Aim of the exercise. Arrange every line of the listing below as a numbered list, skipping blank lines and leaving out the pictures.

Stored records:
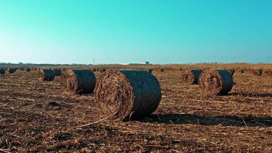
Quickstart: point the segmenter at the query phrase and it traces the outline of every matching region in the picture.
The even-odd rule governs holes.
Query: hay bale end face
[[[200,74],[198,85],[206,95],[225,94],[231,91],[233,79],[226,70],[208,69]]]
[[[238,74],[242,74],[244,73],[244,69],[239,69],[237,70],[237,73]]]
[[[226,70],[227,71],[228,71],[228,72],[229,72],[229,73],[231,75],[231,76],[233,76],[233,74],[234,74],[234,72],[235,72],[235,70],[234,70],[233,69],[228,69]]]
[[[55,78],[55,72],[52,69],[39,69],[38,78],[43,81],[52,81]]]
[[[73,94],[90,94],[95,88],[96,81],[89,69],[66,69],[60,78],[60,86]]]
[[[181,81],[187,85],[197,85],[198,78],[202,71],[200,69],[184,70],[181,71]]]
[[[100,72],[100,73],[104,73],[106,71],[106,70],[107,70],[106,68],[100,68],[99,71]]]
[[[9,68],[8,69],[8,72],[9,72],[9,73],[12,73],[16,71],[16,68]]]
[[[55,76],[59,76],[61,75],[61,69],[53,69],[54,73],[55,73]]]
[[[109,69],[98,82],[95,100],[106,117],[123,120],[154,112],[161,101],[158,80],[148,71]]]
[[[0,68],[0,74],[4,74],[5,72],[5,68]]]
[[[266,74],[268,76],[272,76],[272,70],[266,69],[263,70],[263,73]]]
[[[252,72],[253,75],[260,76],[262,74],[262,70],[261,69],[254,69],[252,70]]]

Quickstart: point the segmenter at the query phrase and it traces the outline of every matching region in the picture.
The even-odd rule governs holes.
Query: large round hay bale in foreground
[[[62,72],[60,86],[73,94],[90,94],[95,88],[96,81],[89,69],[70,69]]]
[[[197,85],[198,78],[202,71],[200,69],[184,70],[181,71],[181,81],[187,85]]]
[[[95,100],[105,116],[119,120],[153,113],[162,97],[158,80],[145,70],[109,69],[96,86]]]
[[[100,68],[99,71],[100,73],[104,73],[107,69],[106,68]]]
[[[225,69],[206,70],[200,75],[198,86],[206,95],[225,94],[231,91],[233,79]]]
[[[55,76],[59,76],[61,75],[61,69],[56,68],[56,69],[53,69],[53,70],[54,70],[54,72],[55,73]]]
[[[9,72],[9,73],[12,73],[16,71],[16,70],[17,70],[16,68],[9,68],[8,69],[8,71]]]
[[[55,72],[52,69],[41,69],[38,70],[38,78],[40,81],[52,81],[55,78]]]
[[[262,74],[262,70],[261,69],[253,69],[252,70],[252,74],[255,76],[260,76]]]
[[[0,74],[4,74],[5,72],[5,68],[0,68]]]
[[[237,73],[238,74],[242,74],[244,73],[244,69],[239,69],[237,70]]]

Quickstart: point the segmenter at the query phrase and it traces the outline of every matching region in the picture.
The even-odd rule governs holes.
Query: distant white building
[[[152,65],[150,64],[149,61],[141,61],[140,63],[129,63],[129,65],[138,65],[138,64],[146,64],[146,65]]]
[[[140,61],[140,64],[149,64],[149,61]]]

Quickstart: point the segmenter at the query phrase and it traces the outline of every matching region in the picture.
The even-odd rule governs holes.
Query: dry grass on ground
[[[130,121],[101,120],[94,96],[71,95],[59,78],[0,75],[0,148],[18,152],[272,152],[272,78],[235,73],[228,95],[205,97],[180,71],[155,70],[162,99]],[[98,79],[99,72],[95,74]],[[1,152],[1,151],[0,151]]]

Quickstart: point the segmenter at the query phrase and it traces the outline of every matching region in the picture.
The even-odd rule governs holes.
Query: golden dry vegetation
[[[100,73],[95,73],[99,80]],[[1,75],[0,149],[13,152],[272,152],[271,76],[235,73],[236,85],[228,95],[205,97],[197,85],[181,83],[179,70],[153,74],[162,89],[161,103],[153,114],[130,121],[103,120],[93,94],[66,93],[58,77],[39,81],[36,71]],[[75,127],[90,123],[93,124]]]

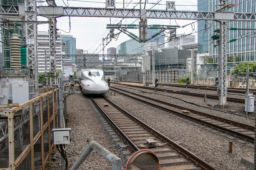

Answer.
1. Quickstart: point the segmenter at the query phrase and it traces the outline of every matching region in the picture.
2. The even-odd rule governs holes.
3. Query: hay bale end face
4. [[[200,74],[198,85],[206,95],[225,94],[231,91],[233,79],[226,70],[208,69]]]
5. [[[238,74],[242,74],[244,73],[244,69],[239,69],[237,70],[237,73]]]
6. [[[226,70],[227,71],[228,71],[228,72],[229,72],[229,73],[231,75],[231,76],[233,76],[233,74],[234,74],[234,72],[235,72],[235,70],[234,70],[233,69],[228,69]]]
7. [[[55,78],[55,72],[52,69],[39,69],[38,78],[43,81],[52,81]]]
8. [[[73,94],[90,94],[95,88],[96,81],[89,69],[66,69],[60,78],[60,86]]]
9. [[[181,81],[187,85],[197,85],[198,78],[202,71],[200,69],[184,70],[181,71]]]
10. [[[100,72],[100,73],[104,73],[106,71],[106,70],[107,70],[106,68],[100,68],[99,71]]]
11. [[[9,68],[8,69],[8,72],[9,72],[9,73],[12,73],[16,71],[16,68]]]
12. [[[55,76],[59,76],[61,75],[61,69],[53,69],[54,73],[55,73]]]
13. [[[109,69],[98,82],[95,100],[106,117],[123,120],[154,112],[161,101],[158,80],[148,71]]]
14. [[[0,68],[0,74],[4,74],[5,72],[5,68]]]
15. [[[266,74],[268,76],[272,76],[272,70],[266,69],[263,70],[263,73]]]
16. [[[252,72],[253,75],[260,76],[262,74],[262,70],[261,69],[254,69],[252,70]]]
17. Quickstart: point the segmenter at the query phrase and it traces the outline of every matching region in the picture.
18. The even-odd rule governs holes.
19. Query: large round hay bale in foreground
20. [[[62,72],[60,86],[73,94],[90,94],[95,88],[96,81],[89,69],[70,69]]]
21. [[[197,85],[198,78],[202,71],[200,69],[184,70],[181,71],[181,81],[187,85]]]
22. [[[95,100],[105,116],[119,120],[153,113],[162,97],[158,80],[145,70],[109,69],[96,86]]]
23. [[[100,68],[99,71],[100,73],[104,73],[107,69],[106,68]]]
24. [[[225,69],[206,70],[200,75],[198,86],[206,95],[225,94],[231,91],[233,79]]]
25. [[[55,76],[59,76],[61,75],[61,69],[56,68],[56,69],[53,69],[53,70],[54,70],[54,72],[55,73]]]
26. [[[9,72],[9,73],[12,73],[16,71],[16,70],[17,70],[16,68],[9,68],[8,69],[8,71]]]
27. [[[55,72],[52,69],[41,69],[38,70],[38,78],[40,81],[52,81],[55,78]]]
28. [[[262,74],[262,70],[261,69],[253,69],[252,70],[252,74],[255,76],[260,76]]]
29. [[[0,74],[4,74],[5,72],[5,68],[0,68]]]
30. [[[237,73],[238,74],[242,74],[244,73],[244,69],[239,69],[237,70]]]
31. Quickstart: point the segmenter at the query phrase and it traces the outline of every matching region in the picture.
32. The even-odd rule governs holes.
33. Query: distant white building
34. [[[152,65],[150,64],[149,61],[141,61],[140,63],[129,63],[129,65],[138,65],[138,64],[146,64],[146,65]]]
35. [[[140,61],[140,64],[149,64],[149,61]]]
36. Quickstart: point the segmenter at the query phrase and it traces the outline of every matching region in the picture.
37. The even-odd rule governs holes.
38. Query: dry grass on ground
39. [[[130,121],[101,120],[94,96],[71,95],[59,78],[0,75],[0,148],[18,152],[272,152],[272,78],[235,73],[228,95],[205,97],[180,71],[155,70],[162,99]],[[98,79],[99,72],[95,74]],[[1,152],[1,151],[0,151]]]
40. Quickstart: point the segmenter at the query phrase and it traces the outline of every matching region in the picture.
41. The even-odd rule governs holes.
42. Query: golden dry vegetation
43. [[[100,73],[95,73],[99,80]],[[1,75],[0,149],[13,152],[272,152],[271,76],[235,73],[236,85],[228,95],[205,97],[197,85],[181,83],[179,70],[153,74],[162,89],[161,103],[153,114],[130,121],[103,120],[93,94],[66,93],[58,77],[39,81],[36,71]],[[75,127],[90,123],[93,124]]]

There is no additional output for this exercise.